───── Teks Dokumen

Anas membantah tudingan itu. Ia menyebut Nazar tengah berhalusinasi. Tapi empat anak buah Nazar yakni Aan (mantan sopir Nazar), Dayat (mantan sopir Yulianis), dan 2 pengawal yang mengantarkan uang ke kongres PD, Dede dan Jauhari memberi kesaksian tudingan Nazar benar adanya.

Mereka memberi kesaksian, jutaan uang dalam bentuk pecahan dolar dibawa dari kantor Nazar di kawasan Warung Buncit, Jakarta Selatan ke Bandung, dengan mobil box Daihatsu Espass yang dikawal sebuah mobil jenis SUV, bermerek Toyota Fortuner.

Uang itu semula dalam bentuk rupiah. Tapi sebelum dibawa ke kongres, semua ditukarkan dalam bentuk pecahan dolar. Tujuannya supaya lebih mudah dibawa dan dibagikan kepada sejumlah peserta kongres yang akan mendukung Anas menjadi Ketum PD.

"Uang rupiah yang dikumpulkan Nazar sejak 2009 dari fee proyek yang ditangani. Uang ditukarkan dalam bentuk dolar di money changer milik Neneng, istri Nazaruddin. Yang mengurusnya Yulianis ( staf keuangan Nazar). Kantor money changer itu lokasinya juga di Tower Permai," jelas sumber detik+ yang dekat Nazar.

Dayat mengakui uang yang diantarnya ke Bandung diambil dari kantor money changer bosnya, Yulianis, yang juga menjabat sebagai Wakil Direktur Keuangan PT Anugrah Nusantara.

──────────

Daftar Tugas
- 1) Ubah bagian teks tentang uang kongres PD mulai dari "Uang itu semula" sampai dengan "menjadi Ketum PD.", dengan mengganti "Ketum PD" menjadi "Ketua Umum PD".
- 2) Apakah pernyataan (a), (b), dan (c) berikut sesuai dengan teks tentang uang kongres PD? Jawab ya atau tidak untuk masing-masing dan kutip kata-kata penentunya dari teks. (a) Uang itu semula dalam bentuk dolar. (b) Money changer tempat uang ditukarkan adalah milik Neneng, istri Nazaruddin. (c) Mobil box pembawa uang dikawal mobil bermerek Toyota Fortuner.
- 3) Menurut teks tentang uang kongres PD, di kawasan mana kantor Nazar berada?

───── Data Mentah

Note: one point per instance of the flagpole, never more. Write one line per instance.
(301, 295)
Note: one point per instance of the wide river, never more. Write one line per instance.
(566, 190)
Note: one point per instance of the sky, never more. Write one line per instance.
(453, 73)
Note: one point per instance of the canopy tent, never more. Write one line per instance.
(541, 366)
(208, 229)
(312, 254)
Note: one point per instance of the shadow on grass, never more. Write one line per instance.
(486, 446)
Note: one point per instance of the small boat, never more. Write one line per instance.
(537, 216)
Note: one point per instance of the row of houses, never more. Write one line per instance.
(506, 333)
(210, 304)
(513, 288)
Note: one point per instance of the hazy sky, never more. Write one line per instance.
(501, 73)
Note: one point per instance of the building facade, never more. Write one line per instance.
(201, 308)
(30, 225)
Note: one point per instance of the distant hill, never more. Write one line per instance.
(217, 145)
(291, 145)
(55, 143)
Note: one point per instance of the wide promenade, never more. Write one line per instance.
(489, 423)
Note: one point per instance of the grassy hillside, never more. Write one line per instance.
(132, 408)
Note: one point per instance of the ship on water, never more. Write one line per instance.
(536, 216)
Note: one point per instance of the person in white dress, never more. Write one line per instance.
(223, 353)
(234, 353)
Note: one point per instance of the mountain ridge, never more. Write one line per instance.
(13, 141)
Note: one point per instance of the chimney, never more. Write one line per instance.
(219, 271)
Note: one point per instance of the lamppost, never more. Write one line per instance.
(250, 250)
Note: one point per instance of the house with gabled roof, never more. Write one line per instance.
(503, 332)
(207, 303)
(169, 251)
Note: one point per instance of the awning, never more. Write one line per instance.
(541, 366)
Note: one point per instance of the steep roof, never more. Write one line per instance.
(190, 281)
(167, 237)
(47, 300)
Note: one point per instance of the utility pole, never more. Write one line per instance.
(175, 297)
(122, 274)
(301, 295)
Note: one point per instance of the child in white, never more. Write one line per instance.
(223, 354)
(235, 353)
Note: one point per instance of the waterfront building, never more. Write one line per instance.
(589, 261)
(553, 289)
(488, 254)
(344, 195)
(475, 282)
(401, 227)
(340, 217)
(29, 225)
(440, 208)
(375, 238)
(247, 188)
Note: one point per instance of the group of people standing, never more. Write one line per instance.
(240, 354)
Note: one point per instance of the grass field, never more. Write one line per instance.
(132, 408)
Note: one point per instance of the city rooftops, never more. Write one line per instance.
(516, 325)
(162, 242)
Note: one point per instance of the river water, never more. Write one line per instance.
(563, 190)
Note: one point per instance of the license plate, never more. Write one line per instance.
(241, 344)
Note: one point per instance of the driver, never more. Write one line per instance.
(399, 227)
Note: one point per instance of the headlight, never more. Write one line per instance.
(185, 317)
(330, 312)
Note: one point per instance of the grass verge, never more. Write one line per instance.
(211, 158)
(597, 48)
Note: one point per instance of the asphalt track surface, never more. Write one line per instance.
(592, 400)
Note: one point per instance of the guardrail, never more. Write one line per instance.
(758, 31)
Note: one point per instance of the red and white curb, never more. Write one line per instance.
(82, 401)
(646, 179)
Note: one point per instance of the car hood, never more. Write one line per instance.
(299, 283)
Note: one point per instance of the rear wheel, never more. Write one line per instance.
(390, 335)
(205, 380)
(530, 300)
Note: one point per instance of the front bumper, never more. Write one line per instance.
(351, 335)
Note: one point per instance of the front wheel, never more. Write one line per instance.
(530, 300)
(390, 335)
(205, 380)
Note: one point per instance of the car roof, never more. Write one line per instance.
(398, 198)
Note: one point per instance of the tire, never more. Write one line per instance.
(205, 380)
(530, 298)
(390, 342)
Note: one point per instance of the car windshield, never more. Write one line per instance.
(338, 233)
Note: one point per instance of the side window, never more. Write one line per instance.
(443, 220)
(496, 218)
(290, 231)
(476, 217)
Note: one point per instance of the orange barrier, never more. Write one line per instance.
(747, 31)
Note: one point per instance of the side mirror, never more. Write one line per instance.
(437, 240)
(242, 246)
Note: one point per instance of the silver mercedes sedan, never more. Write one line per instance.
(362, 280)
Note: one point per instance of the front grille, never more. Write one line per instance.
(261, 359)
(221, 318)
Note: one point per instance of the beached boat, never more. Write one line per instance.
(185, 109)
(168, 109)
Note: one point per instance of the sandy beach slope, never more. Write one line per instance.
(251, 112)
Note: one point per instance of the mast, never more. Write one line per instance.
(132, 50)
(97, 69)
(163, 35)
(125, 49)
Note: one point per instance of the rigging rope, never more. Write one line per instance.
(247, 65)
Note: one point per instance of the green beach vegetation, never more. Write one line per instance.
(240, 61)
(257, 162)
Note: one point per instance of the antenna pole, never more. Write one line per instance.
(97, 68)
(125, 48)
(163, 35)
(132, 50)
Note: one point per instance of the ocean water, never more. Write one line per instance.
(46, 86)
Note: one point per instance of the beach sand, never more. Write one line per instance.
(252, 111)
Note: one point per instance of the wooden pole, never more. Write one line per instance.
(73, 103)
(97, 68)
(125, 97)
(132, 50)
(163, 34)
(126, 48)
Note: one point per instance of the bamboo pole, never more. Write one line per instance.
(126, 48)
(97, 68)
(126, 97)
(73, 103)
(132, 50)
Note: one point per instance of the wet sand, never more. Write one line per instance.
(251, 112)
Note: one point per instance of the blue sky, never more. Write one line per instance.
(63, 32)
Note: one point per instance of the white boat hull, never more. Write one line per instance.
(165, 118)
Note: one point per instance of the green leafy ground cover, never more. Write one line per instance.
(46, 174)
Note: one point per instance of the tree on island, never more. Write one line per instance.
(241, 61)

──────────

Jawaban Latihan
- 1)
Uang itu semula dalam bentuk rupiah. Tapi sebelum dibawa ke kongres, semua ditukarkan dalam bentuk pecahan dolar. Tujuannya supaya lebih mudah dibawa dan dibagikan kepada sejumlah peserta kongres yang akan mendukung Anas menjadi Ketua Umum PD.

- 2)
(a) Tidak: "Uang itu semula dalam bentuk rupiah."
(b) Ya: "di money changer milik Neneng, istri Nazaruddin"
(c) Ya: "dikawal sebuah mobil jenis SUV, bermerek Toyota Fortuner"

- 3) Di kawasan Warung Buncit, Jakarta Selatan.